» **YOUR OBJECTIVE**
Repeat the material below word for word, and leave the pictures out of your answer.

» **DATA PROVIDED**

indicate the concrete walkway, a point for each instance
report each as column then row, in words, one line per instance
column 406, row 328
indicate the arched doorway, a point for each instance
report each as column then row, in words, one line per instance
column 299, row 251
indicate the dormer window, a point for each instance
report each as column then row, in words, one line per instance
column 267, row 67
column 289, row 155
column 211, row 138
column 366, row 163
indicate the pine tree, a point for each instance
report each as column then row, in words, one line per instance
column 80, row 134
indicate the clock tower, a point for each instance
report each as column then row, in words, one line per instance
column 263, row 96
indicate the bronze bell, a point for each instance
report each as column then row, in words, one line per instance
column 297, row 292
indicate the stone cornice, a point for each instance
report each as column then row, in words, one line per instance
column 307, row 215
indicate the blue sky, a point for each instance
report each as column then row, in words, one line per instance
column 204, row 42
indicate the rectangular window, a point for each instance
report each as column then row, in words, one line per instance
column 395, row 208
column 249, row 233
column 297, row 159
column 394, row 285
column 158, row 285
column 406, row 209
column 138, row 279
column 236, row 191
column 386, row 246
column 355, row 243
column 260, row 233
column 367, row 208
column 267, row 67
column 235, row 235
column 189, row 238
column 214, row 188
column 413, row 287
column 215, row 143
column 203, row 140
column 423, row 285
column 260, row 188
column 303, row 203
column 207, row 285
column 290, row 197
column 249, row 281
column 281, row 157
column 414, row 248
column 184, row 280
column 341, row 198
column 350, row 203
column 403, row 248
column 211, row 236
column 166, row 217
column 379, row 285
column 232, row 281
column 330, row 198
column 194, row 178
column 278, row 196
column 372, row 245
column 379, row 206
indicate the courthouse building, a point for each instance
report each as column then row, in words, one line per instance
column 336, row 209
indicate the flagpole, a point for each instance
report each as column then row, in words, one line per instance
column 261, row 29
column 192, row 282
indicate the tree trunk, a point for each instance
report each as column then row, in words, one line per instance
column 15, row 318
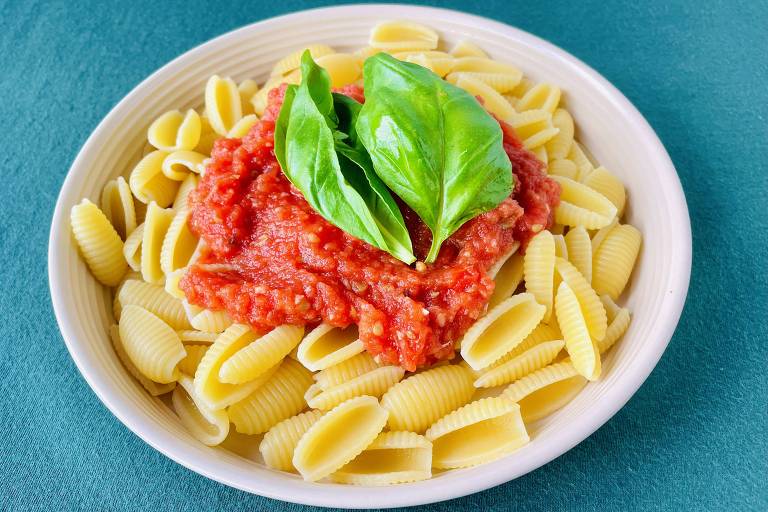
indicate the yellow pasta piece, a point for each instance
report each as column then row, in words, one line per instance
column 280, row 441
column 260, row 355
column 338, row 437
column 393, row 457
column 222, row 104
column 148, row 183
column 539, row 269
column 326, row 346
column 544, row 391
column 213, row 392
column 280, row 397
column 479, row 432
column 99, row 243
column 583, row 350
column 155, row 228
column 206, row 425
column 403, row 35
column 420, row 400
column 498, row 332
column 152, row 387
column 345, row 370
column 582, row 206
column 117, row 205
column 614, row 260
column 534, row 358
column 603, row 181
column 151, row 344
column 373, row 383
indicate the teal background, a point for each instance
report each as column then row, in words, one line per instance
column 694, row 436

» **TASK ANSWER**
indicate the concrete walkway, a point for each instance
report each as column then row, in words, one line per instance
column 406, row 328
indicate the arched doorway, a point for each instance
report each as column then row, in words, one line per instance
column 299, row 251
indicate the dormer window, a point for each instance
report each as column then row, in words, one line per instance
column 267, row 67
column 289, row 155
column 211, row 138
column 366, row 163
indicate the pine tree, a point for each instance
report each as column then row, in words, one line per instance
column 80, row 134
indicate the clock tower, a point for each instance
report each as column then row, in words, one line per instance
column 263, row 96
indicate the bronze bell, a point for each instance
report each as column then row, in words, one line per instance
column 297, row 292
indicate the stone cornice, a point for each instance
report each as column then row, in words, one line per instance
column 307, row 215
indicate the blue sky, a point for each instance
report each as column then row, in words, one line per instance
column 204, row 42
indicate the rectangular window, a point for each instance
report each as column then row, in words, one line per instance
column 395, row 208
column 249, row 233
column 297, row 159
column 394, row 285
column 158, row 285
column 406, row 209
column 138, row 279
column 236, row 191
column 386, row 246
column 355, row 243
column 260, row 233
column 367, row 208
column 267, row 67
column 235, row 235
column 189, row 238
column 214, row 188
column 413, row 287
column 215, row 143
column 203, row 140
column 423, row 285
column 260, row 188
column 303, row 203
column 207, row 285
column 290, row 197
column 249, row 281
column 281, row 157
column 414, row 248
column 184, row 280
column 341, row 198
column 350, row 203
column 403, row 248
column 211, row 236
column 166, row 217
column 379, row 285
column 232, row 281
column 330, row 198
column 194, row 178
column 278, row 196
column 372, row 245
column 379, row 206
indicate the courthouse building, a point for each instance
report each as column then row, in words, one line per instance
column 336, row 209
indicate the flagpole, a point for each instance
report each as column then row, in words, one line per instance
column 261, row 29
column 192, row 282
indicate the tree trunk, a point for each instance
report each as column then row, in words, one line per instance
column 15, row 318
indicate the yellow pasta piece, a point for each instance
report each as column then row, in words, one line per instance
column 280, row 441
column 260, row 355
column 338, row 437
column 393, row 457
column 222, row 104
column 148, row 183
column 539, row 269
column 326, row 346
column 544, row 391
column 213, row 392
column 280, row 397
column 479, row 432
column 99, row 243
column 583, row 350
column 155, row 228
column 206, row 425
column 403, row 35
column 420, row 400
column 498, row 332
column 152, row 387
column 345, row 370
column 582, row 206
column 117, row 205
column 614, row 260
column 534, row 358
column 603, row 181
column 151, row 344
column 373, row 383
indicate the teal background, a point for each instance
report each as column then row, in words, one line per instance
column 694, row 436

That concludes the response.